#### [To do]
Locate every line in the material below that has the word "ceiling". Copy each of those lines.

#### [Input records]
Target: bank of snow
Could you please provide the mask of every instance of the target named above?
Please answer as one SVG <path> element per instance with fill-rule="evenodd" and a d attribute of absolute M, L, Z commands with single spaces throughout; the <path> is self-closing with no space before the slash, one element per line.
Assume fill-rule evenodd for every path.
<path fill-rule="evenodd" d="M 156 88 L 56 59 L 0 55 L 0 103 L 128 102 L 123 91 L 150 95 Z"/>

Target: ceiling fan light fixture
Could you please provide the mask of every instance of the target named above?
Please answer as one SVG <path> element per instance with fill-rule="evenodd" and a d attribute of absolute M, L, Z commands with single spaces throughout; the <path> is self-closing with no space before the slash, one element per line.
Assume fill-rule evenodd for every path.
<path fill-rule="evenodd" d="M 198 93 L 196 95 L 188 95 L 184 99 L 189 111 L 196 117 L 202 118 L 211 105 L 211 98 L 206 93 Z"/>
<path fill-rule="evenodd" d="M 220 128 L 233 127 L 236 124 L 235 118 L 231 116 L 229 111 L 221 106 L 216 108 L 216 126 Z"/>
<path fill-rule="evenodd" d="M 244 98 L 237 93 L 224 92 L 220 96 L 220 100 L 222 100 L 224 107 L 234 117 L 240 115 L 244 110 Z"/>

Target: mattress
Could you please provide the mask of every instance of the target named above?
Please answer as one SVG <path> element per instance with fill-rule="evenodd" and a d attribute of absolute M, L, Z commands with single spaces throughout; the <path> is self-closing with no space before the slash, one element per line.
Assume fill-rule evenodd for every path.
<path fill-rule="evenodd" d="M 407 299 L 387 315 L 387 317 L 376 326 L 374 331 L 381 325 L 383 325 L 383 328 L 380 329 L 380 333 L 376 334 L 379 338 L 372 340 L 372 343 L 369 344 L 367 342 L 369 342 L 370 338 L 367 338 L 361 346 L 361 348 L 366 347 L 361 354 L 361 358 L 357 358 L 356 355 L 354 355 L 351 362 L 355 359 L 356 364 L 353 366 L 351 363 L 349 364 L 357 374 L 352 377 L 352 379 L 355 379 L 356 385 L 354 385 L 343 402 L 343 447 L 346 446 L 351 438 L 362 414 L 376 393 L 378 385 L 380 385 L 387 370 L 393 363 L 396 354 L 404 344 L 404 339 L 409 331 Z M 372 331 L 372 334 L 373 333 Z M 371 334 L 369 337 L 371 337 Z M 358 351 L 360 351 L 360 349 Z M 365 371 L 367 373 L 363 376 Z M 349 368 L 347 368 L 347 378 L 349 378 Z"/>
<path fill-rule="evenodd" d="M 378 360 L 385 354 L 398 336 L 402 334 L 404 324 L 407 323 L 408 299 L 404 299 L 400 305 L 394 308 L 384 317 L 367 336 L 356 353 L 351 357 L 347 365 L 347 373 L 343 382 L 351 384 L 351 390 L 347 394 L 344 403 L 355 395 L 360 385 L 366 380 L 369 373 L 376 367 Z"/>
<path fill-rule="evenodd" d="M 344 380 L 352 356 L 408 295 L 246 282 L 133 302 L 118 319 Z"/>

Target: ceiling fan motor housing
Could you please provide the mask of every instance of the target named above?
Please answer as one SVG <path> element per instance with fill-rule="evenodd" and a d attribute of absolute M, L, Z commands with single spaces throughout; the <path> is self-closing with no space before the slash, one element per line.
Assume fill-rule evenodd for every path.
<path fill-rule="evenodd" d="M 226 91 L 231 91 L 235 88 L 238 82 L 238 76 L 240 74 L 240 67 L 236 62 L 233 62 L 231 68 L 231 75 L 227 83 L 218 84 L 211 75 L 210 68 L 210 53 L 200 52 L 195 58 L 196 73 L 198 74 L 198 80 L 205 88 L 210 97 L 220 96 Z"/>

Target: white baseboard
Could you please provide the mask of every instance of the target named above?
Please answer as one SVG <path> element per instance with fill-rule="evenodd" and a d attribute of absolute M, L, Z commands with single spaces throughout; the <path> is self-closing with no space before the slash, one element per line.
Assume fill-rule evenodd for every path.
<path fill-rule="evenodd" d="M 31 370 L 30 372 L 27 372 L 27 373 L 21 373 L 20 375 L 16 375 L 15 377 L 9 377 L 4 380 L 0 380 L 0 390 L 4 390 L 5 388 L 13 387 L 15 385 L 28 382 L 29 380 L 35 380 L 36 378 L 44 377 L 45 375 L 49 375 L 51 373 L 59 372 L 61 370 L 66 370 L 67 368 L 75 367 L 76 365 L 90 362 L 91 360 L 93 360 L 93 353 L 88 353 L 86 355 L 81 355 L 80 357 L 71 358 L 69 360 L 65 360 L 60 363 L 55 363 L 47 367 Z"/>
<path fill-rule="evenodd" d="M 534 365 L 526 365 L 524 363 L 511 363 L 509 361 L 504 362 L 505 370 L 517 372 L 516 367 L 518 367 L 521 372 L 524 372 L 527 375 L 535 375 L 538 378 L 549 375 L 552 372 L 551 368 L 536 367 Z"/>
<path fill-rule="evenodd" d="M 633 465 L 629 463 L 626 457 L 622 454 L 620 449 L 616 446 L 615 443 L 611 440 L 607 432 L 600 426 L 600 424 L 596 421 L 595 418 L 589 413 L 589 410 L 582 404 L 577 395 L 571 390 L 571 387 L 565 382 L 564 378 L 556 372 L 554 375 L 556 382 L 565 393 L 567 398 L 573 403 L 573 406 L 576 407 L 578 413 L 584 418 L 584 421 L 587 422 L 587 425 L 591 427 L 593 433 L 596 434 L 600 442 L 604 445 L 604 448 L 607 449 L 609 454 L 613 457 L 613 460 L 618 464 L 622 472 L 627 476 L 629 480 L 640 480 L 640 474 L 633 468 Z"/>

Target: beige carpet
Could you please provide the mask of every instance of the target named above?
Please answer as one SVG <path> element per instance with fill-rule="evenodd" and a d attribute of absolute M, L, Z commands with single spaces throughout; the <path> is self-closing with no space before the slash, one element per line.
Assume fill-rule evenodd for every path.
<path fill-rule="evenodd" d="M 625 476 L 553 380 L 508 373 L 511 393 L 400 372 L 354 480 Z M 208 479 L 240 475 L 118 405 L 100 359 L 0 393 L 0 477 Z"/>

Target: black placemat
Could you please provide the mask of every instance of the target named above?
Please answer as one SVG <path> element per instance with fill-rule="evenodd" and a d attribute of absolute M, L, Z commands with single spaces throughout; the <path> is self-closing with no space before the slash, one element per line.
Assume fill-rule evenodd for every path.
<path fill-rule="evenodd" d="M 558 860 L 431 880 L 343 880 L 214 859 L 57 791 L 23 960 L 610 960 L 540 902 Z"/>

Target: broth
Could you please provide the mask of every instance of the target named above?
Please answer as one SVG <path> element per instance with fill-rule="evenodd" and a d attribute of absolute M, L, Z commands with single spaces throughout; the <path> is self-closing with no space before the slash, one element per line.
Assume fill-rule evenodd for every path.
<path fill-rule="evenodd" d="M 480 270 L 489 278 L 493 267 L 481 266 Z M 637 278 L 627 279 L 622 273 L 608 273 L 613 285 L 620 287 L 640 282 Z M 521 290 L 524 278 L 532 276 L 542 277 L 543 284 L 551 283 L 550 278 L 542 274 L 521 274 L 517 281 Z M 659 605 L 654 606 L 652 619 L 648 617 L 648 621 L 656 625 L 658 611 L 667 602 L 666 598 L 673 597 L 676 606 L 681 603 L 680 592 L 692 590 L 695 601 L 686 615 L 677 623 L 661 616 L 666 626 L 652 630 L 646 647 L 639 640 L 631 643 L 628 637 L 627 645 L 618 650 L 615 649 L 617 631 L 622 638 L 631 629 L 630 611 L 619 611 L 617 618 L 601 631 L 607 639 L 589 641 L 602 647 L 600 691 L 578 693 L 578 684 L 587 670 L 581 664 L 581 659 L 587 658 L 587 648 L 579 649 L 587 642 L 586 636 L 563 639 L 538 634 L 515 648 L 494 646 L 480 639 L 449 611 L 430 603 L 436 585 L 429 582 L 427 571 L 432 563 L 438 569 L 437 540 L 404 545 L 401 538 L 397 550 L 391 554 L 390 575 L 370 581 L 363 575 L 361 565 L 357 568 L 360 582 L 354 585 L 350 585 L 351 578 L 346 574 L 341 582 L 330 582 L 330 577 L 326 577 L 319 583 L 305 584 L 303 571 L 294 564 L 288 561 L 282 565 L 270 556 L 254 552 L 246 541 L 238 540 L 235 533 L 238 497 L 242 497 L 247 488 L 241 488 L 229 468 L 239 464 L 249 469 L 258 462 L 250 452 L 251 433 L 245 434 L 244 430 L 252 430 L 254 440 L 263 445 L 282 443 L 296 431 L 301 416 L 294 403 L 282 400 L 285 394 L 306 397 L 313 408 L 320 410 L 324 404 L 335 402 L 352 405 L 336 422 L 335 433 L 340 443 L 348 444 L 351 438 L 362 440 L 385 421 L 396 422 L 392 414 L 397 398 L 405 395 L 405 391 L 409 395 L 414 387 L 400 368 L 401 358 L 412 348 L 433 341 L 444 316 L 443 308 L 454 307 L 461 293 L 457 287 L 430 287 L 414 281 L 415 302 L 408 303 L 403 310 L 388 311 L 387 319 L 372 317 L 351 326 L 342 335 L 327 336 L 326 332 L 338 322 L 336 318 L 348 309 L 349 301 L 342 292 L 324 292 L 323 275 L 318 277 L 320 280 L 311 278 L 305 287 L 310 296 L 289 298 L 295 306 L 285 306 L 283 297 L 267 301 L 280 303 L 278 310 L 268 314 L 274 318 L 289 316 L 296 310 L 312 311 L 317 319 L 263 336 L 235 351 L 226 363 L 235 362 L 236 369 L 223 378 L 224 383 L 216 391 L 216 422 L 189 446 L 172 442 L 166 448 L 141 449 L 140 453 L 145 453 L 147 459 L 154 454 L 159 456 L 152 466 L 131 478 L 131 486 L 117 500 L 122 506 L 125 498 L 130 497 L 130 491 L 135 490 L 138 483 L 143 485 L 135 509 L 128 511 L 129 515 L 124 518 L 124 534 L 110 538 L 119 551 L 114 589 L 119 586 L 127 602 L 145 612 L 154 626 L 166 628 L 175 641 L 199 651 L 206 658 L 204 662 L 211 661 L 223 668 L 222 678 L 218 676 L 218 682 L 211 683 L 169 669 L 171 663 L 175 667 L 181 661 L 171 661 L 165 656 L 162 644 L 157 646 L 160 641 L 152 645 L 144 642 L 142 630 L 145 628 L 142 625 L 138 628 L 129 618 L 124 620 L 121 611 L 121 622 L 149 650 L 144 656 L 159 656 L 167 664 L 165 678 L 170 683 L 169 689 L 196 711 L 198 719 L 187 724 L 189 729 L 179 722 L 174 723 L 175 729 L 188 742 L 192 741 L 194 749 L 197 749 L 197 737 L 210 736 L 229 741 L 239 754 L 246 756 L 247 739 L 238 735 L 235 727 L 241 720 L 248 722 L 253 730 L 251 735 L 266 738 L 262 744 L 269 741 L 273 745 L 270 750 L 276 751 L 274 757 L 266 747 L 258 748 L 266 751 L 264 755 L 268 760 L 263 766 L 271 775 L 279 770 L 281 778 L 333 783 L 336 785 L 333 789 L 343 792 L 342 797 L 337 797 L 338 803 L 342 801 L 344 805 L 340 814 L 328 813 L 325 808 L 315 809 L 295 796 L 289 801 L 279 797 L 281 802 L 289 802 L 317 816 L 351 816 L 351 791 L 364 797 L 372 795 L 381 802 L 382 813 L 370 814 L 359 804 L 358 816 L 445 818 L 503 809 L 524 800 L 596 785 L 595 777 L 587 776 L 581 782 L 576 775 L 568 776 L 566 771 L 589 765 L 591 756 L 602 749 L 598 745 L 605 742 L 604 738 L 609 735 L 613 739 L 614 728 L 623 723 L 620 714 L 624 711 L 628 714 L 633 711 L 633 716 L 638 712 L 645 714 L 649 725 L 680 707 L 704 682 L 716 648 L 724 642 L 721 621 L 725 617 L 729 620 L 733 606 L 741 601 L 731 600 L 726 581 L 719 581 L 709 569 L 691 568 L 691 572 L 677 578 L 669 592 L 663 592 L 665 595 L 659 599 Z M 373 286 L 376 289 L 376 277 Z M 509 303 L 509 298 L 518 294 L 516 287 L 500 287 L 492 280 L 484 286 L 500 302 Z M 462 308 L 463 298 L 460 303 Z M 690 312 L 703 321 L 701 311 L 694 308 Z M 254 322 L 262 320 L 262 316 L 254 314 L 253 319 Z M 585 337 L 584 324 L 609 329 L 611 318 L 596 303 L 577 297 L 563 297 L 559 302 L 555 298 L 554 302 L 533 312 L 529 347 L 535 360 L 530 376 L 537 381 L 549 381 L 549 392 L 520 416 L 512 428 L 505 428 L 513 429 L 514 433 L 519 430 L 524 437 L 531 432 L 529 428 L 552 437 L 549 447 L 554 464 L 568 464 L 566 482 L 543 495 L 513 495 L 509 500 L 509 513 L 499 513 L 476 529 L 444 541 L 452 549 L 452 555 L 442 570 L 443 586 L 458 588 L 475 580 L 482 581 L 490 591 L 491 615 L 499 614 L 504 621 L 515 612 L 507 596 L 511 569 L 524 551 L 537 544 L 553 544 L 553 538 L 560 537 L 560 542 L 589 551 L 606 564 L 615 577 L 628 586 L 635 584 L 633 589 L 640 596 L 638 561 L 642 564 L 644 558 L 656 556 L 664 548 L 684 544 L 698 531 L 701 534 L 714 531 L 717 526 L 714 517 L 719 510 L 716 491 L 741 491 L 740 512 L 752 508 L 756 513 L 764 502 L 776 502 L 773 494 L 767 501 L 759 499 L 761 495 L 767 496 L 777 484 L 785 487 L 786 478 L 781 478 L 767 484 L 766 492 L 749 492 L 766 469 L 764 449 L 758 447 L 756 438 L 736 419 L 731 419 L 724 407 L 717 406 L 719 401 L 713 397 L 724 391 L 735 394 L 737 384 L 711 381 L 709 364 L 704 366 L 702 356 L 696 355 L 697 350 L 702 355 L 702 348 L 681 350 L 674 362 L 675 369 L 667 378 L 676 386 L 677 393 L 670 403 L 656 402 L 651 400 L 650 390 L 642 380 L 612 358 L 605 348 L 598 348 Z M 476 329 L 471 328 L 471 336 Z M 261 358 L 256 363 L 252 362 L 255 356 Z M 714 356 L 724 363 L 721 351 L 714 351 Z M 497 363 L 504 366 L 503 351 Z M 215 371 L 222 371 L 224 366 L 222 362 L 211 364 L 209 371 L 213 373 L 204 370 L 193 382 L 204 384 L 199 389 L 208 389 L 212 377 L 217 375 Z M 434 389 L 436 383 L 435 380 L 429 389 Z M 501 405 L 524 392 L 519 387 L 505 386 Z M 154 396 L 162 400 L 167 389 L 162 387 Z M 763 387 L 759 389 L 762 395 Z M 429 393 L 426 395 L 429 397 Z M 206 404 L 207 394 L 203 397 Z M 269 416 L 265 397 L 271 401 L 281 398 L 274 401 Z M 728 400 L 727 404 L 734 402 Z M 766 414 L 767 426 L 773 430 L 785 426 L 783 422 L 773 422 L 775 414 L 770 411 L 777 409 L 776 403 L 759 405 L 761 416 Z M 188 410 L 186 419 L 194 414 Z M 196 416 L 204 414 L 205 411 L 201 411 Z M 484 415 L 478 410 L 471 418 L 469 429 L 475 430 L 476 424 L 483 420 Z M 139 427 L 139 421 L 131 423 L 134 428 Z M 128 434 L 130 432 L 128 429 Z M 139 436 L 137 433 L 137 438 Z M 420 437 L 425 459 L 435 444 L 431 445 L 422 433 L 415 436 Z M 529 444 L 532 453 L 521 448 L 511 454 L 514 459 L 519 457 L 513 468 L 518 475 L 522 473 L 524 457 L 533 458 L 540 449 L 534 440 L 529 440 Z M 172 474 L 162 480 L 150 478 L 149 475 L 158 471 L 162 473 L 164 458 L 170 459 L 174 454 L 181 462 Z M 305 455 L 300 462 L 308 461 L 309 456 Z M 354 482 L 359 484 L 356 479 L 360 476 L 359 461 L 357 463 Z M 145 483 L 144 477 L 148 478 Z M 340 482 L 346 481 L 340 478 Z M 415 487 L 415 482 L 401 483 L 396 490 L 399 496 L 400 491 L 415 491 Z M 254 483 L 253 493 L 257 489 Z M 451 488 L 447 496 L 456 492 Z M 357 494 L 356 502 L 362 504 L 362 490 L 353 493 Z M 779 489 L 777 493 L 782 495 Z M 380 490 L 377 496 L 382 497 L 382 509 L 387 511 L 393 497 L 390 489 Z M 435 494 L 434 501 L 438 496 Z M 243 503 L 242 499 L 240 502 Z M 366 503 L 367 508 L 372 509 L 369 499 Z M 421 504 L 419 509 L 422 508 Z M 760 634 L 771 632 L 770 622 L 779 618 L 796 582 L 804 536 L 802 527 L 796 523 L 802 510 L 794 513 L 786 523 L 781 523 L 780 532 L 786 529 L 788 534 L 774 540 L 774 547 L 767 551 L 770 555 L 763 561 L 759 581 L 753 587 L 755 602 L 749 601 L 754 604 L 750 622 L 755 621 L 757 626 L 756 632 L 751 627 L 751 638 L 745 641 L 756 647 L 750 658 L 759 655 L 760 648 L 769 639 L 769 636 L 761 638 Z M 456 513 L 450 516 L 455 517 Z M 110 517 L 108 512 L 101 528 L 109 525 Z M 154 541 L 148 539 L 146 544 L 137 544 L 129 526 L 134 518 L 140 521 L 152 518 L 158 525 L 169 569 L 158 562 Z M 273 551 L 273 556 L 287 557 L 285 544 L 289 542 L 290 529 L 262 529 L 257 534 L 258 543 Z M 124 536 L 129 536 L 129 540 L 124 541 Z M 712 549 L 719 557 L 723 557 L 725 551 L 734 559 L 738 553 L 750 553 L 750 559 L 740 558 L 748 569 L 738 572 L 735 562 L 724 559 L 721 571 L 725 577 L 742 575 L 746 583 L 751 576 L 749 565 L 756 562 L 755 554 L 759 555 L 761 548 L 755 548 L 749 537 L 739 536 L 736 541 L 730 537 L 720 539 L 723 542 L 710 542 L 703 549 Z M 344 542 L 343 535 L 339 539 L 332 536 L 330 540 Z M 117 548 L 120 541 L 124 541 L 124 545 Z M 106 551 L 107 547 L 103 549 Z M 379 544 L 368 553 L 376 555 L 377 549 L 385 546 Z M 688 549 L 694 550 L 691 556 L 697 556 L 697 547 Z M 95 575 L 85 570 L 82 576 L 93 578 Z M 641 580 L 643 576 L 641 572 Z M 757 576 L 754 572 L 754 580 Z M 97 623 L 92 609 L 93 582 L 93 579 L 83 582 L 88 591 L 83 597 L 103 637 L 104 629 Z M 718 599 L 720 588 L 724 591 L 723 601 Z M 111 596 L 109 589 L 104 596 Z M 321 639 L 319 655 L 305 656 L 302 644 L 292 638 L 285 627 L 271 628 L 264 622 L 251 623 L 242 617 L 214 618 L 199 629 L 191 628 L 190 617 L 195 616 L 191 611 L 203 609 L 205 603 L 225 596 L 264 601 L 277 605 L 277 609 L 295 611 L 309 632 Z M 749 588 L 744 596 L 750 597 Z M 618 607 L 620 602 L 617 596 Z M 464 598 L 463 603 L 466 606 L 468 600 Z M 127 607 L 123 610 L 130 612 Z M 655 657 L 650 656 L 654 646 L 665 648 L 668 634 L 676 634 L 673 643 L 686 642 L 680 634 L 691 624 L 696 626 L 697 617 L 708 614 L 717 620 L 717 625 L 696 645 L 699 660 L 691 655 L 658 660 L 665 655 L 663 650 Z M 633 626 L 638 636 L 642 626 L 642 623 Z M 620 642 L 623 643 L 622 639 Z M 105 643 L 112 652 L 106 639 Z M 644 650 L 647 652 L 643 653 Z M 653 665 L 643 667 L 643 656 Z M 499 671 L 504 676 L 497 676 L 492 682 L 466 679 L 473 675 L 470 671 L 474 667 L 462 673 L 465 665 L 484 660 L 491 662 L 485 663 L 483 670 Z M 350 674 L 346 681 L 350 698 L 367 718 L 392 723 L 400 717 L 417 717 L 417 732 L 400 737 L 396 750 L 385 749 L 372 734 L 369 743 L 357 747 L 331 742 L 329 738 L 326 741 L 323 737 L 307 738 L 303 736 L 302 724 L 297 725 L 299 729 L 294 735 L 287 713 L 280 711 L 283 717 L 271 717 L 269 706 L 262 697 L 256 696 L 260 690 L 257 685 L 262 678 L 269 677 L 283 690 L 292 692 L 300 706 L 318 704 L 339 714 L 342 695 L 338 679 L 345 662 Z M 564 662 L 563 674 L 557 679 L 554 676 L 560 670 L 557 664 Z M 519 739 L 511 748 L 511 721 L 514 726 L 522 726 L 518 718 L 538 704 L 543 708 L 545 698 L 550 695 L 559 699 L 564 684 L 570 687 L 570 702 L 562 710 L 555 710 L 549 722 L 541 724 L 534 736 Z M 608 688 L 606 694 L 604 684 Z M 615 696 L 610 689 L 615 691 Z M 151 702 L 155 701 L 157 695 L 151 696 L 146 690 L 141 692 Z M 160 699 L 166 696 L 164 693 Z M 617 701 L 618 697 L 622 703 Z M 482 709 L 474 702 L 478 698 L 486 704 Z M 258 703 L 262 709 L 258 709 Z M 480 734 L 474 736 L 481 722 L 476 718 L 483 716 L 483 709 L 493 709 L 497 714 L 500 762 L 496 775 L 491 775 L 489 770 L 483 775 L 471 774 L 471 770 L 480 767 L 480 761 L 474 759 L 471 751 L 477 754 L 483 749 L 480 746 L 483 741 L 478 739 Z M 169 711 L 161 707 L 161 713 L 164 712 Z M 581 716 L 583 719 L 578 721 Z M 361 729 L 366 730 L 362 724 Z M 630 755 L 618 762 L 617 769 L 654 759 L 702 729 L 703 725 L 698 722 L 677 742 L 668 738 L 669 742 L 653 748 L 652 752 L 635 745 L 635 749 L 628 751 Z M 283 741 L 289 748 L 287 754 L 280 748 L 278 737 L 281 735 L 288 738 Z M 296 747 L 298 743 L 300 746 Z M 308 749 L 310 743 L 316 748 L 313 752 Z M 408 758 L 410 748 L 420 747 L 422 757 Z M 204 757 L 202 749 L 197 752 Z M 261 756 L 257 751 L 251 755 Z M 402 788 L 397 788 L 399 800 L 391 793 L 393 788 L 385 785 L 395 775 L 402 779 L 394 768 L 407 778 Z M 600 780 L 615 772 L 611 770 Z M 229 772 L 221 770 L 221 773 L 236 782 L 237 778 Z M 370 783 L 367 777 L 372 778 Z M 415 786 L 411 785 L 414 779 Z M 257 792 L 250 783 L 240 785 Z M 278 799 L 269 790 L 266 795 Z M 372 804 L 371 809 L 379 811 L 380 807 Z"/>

#### [Response area]
Target: ceiling fan light fixture
Target: ceiling fan motor housing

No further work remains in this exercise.